The output is to match the entries below character for character.

─── Input material

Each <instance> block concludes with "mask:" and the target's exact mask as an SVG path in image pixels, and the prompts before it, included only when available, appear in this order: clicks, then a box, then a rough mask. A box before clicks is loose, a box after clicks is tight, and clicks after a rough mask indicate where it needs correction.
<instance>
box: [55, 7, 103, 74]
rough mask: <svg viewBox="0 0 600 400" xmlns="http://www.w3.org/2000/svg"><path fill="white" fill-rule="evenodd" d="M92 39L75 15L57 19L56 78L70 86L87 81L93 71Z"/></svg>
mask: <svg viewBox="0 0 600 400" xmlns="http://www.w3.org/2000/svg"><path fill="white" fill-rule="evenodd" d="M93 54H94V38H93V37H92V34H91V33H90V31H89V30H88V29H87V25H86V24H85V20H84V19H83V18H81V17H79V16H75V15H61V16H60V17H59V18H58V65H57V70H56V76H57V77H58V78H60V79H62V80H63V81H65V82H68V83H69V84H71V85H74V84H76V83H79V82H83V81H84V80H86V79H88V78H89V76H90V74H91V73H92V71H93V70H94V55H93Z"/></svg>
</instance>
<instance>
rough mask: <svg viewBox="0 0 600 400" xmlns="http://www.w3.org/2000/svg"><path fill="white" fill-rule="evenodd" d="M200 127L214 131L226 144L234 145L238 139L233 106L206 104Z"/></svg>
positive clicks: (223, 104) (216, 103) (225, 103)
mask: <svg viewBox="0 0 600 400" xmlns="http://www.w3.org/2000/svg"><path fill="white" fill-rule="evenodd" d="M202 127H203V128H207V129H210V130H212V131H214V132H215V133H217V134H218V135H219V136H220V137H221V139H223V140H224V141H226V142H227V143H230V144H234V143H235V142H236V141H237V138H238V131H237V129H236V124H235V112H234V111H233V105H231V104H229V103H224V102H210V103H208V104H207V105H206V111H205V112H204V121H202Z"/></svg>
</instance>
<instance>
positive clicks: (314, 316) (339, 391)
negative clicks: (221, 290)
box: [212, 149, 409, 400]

──────

◆ **Response to this exercise**
Each <instance> block concludes with "mask:" and the target's exact mask as an SVG path in image pixels, and the prompts before it, included only when available, appear in this order: clicks, then a box, then a rough mask. A box before clicks is loose, a box after clicks is tight, and clicks after a rough mask indicate where it needs correction.
<instance>
box: [55, 7, 103, 74]
rough mask: <svg viewBox="0 0 600 400" xmlns="http://www.w3.org/2000/svg"><path fill="white" fill-rule="evenodd" d="M92 39L75 15L57 19L56 78L70 86L87 81L93 71Z"/></svg>
mask: <svg viewBox="0 0 600 400" xmlns="http://www.w3.org/2000/svg"><path fill="white" fill-rule="evenodd" d="M93 54H94V38H93V37H92V34H91V33H90V31H89V30H88V29H87V25H86V24H85V20H84V19H83V18H81V17H79V16H75V15H61V16H60V17H59V18H58V65H57V70H56V76H57V77H58V78H60V79H62V80H63V81H65V82H68V83H69V84H71V85H74V84H76V83H79V82H83V81H84V80H86V79H88V78H89V76H90V74H91V73H92V71H93V70H94V55H93Z"/></svg>
</instance>
<instance>
rough mask: <svg viewBox="0 0 600 400" xmlns="http://www.w3.org/2000/svg"><path fill="white" fill-rule="evenodd" d="M200 127L214 131L226 144L234 145L238 139L233 106L206 104Z"/></svg>
positive clicks: (223, 104) (216, 103) (225, 103)
mask: <svg viewBox="0 0 600 400" xmlns="http://www.w3.org/2000/svg"><path fill="white" fill-rule="evenodd" d="M202 127H203V128H207V129H210V130H212V131H214V132H215V133H217V134H218V135H219V136H220V137H221V139H223V140H224V141H226V142H227V143H230V144H234V143H235V142H236V141H237V138H238V131H237V129H236V124H235V112H234V111H233V105H231V104H229V103H224V102H210V103H208V104H207V105H206V111H205V112H204V121H202Z"/></svg>
</instance>
<instance>
positive clicks: (314, 316) (339, 391)
negative clicks: (221, 290)
box: [212, 149, 409, 400]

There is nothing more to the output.